**Written task**:
Below are some entries. Output each one exactly as it appears.
>> START
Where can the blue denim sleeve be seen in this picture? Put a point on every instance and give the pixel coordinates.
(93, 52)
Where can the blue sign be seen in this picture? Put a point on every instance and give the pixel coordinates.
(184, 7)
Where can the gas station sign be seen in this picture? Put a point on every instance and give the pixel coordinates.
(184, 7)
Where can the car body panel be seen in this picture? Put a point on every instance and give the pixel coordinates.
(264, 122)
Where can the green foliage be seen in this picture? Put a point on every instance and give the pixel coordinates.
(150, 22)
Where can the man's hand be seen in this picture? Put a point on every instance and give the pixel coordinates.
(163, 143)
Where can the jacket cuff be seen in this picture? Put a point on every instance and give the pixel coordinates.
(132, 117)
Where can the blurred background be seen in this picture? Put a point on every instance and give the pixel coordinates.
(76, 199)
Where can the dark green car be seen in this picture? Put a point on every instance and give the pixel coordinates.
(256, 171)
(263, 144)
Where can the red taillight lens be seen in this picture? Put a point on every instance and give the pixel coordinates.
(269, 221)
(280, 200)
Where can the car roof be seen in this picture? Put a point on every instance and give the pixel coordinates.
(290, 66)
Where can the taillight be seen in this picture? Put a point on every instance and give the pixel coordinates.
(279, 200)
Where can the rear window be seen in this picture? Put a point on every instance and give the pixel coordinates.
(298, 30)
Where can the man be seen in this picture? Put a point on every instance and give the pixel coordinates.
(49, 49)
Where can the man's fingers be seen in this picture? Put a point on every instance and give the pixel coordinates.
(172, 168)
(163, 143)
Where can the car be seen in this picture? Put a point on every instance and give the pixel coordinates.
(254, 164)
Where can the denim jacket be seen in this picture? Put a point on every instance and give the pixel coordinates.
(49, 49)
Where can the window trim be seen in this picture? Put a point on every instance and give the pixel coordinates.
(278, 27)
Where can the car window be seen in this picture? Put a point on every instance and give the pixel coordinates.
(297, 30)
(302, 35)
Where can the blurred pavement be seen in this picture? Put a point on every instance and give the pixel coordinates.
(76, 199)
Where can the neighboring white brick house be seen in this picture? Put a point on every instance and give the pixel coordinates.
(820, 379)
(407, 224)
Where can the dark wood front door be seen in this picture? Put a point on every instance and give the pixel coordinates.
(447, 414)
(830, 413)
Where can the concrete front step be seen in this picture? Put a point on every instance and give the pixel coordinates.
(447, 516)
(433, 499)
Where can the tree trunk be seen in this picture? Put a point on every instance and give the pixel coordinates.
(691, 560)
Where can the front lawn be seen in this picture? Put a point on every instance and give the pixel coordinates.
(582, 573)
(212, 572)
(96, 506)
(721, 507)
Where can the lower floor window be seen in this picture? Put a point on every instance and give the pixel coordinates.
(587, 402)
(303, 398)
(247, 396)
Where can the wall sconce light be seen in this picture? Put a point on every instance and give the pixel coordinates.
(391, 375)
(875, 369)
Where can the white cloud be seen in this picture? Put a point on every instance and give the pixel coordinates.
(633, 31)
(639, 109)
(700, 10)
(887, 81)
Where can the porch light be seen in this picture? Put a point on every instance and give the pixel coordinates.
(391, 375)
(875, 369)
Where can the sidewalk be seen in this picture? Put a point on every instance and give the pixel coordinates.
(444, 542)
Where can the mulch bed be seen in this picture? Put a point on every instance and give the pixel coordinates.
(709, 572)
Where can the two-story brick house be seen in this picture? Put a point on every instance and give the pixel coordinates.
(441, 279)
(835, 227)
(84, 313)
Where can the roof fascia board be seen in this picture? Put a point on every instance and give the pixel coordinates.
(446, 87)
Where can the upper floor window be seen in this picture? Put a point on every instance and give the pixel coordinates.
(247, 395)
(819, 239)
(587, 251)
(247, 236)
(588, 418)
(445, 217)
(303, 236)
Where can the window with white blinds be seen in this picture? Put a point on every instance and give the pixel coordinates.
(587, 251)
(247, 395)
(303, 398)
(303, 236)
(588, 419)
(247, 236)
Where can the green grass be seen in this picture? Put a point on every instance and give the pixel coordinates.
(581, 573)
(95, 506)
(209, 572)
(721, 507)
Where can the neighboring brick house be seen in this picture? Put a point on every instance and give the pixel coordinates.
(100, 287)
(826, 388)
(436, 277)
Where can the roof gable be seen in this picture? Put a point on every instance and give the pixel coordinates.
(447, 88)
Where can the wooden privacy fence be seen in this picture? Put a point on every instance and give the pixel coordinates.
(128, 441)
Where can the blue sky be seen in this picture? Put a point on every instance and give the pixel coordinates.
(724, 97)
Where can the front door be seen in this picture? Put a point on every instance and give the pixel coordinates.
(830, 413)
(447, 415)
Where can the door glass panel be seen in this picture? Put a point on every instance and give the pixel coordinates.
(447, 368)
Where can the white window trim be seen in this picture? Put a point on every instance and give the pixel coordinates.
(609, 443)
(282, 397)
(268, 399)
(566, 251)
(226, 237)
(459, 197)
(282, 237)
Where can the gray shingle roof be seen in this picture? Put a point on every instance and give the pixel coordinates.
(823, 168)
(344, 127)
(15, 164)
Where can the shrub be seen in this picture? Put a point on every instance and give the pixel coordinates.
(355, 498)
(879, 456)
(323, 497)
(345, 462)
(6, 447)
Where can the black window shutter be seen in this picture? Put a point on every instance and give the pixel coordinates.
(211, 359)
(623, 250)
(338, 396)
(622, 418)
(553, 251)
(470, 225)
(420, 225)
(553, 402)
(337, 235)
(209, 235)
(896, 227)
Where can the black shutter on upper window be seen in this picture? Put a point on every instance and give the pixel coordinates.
>> END
**Final result**:
Where can the blue denim sleeve be seen in this picture? Put a point on every instance and give the pixel coordinates.
(93, 52)
Where can the blue sign be seen in this picture? Put a point on every instance and give the pixel coordinates.
(184, 7)
Where can the gas station sign be seen in this picture? Put a point on every instance and give the pixel coordinates.
(184, 7)
Where can the car body panel be seen in this picture? Put a point on every instance and give the pixel coordinates.
(264, 122)
Where can the green foliage be seen in this picture? Put a point on every instance and give the pixel coordinates.
(150, 22)
Where can the man's hand be seen in this picture? Put a point on every instance and give the pixel coordinates.
(163, 143)
Where can the jacket cuff be seen in this picture? Put a point on every instance and give the pixel coordinates.
(132, 117)
Where can the blurred background be seen in this picture? Put a point on every instance and give the pixel coordinates.
(76, 199)
Where can the dark green car be seen in this picture? Put a point on every instance and give the pixel coordinates.
(256, 171)
(263, 144)
Where can the red taillight lens be seen in this picture? Put a point on every instance and give the pixel coordinates.
(269, 221)
(280, 200)
Where can the car roof be seen in this picture? Put a point on every instance and give the pixel coordinates.
(290, 66)
Where can the taillight be seen in this picture? Put a point on every instance and give the pixel coordinates.
(279, 200)
Where can the rear window be seen in this picture? Put a point on every instance and give the pixel coordinates.
(298, 30)
Where can the man be seen in this picture? Put a point on every instance and give the pixel coordinates.
(49, 49)
Where can the man's fingers be seen in this picture? Put a point on every instance and give the pixel coordinates.
(172, 168)
(163, 143)
Where can the car be seen in this picture? Put a point on every instance and give the pixel coordinates.
(254, 164)
Where can the denim jacket be seen in this picture? Put a point on every instance and give the pixel coordinates.
(49, 49)
Where can the window trim be seen in this picture? Put a point on every instance and give the pixel coordinates.
(278, 27)
Where can the car window be seen in this picture? Put a point on every instance and give the pixel coordinates.
(297, 30)
(302, 35)
Where can the blurred pavement be seen in this picture? Put a point on every instance and give the pixel coordinates.
(76, 199)
Where can the neighboring white brick house be seen in this picture? Put a point on every instance and give the pixel coordinates.
(820, 379)
(407, 224)
Where can the dark wood front door be seen in this picture? Put a point on every instance and give the pixel coordinates.
(447, 414)
(830, 413)
Where can the concrete front step be seen in this picture? Put a point on every instance and give the pixel coordinates.
(447, 516)
(433, 499)
Where can the tree trunk be seen in this picture? Put a point on every instance and give the pixel coordinates.
(691, 560)
Where can the front lawn be seen in this picture? Put a point on every instance and give the pixel coordinates.
(582, 573)
(212, 572)
(96, 506)
(721, 507)
Where can the lower floor window be seen in this picture? Put a point on every instance and give the pixel coordinates.
(587, 402)
(303, 398)
(247, 396)
Where can the wall sconce light be seen in this picture? Put a point on every instance and give the pixel coordinates.
(391, 375)
(875, 369)
Where can the white cloud be seen in this picture? Put a point on every instance and give the pixel coordinates.
(633, 31)
(639, 109)
(700, 10)
(887, 81)
Where can the porch light be seen in this picture? Put a point on every instance and give the pixel coordinates.
(391, 375)
(875, 369)
Where can the sidewalk be seen in this picture? Put a point on every instance and give the pixel coordinates.
(444, 542)
Where can the mulch bed be seen in this picture? Put a point on every instance and give the pixel coordinates.
(709, 572)
Where can the two-story brick house be seen in this picture? Put a point on every instance and give the pixel coordinates.
(441, 279)
(835, 227)
(84, 313)
Where can the roof fascia board be seen in this picture? Put a point on every instance and give the pixel coordinates.
(446, 87)
Where can the upper floor window be seen in this picture? Put a point on every instance and give the pixel coordinates.
(247, 395)
(819, 239)
(587, 251)
(247, 236)
(588, 418)
(445, 217)
(303, 236)
Where can the window with white blinds be seen in this picture? Put a point on every instance and give the pixel coordinates.
(587, 251)
(247, 395)
(303, 398)
(303, 236)
(588, 419)
(247, 236)
Where can the green grass be seen in this picture? Put a point on every instance and give the pixel coordinates.
(581, 573)
(95, 506)
(209, 572)
(721, 507)
Where can the neighboring brick house be seen in this picture? Put a point on every instance and give the pixel coordinates.
(100, 287)
(826, 388)
(436, 277)
Where can the roof gable be seen in this picture? Put a point on every instance and give the pixel coordinates.
(447, 88)
Where can the wooden privacy fence be seen in this picture? Put a point on every instance and give the pixel coordinates.
(128, 441)
Where can the blue sky be seen in this picture? Put a point on every instance and give the pixel coordinates.
(724, 97)
Where can the front door be seen in this picture? Put a point on every instance and give the pixel coordinates.
(830, 413)
(447, 415)
Where can the door glass panel be seen in this picture? Put a point on every instance and give the pixel coordinates.
(447, 368)
Where can the white window trim be seen in this picture? Put a point on every instance and give the pixel coordinates.
(609, 443)
(282, 397)
(268, 399)
(566, 251)
(226, 237)
(459, 197)
(282, 237)
Where can the gray shingle roof be seen in this picture? Put a point on every instance and give the pixel coordinates.
(823, 168)
(344, 127)
(15, 164)
Where can the shrub be seen in this picture? Put a point on every instance and give the pixel coordinates.
(355, 498)
(879, 456)
(323, 497)
(345, 462)
(6, 447)
Where can the black window shutter be seen in this picture? Put a point on every instance and give the pixel coordinates.
(211, 359)
(623, 250)
(338, 396)
(622, 418)
(553, 251)
(470, 225)
(420, 225)
(553, 402)
(337, 235)
(209, 235)
(896, 227)
Where can the black shutter on upper window be seen in this picture? Put a point on every instance and give the pixel coordinates.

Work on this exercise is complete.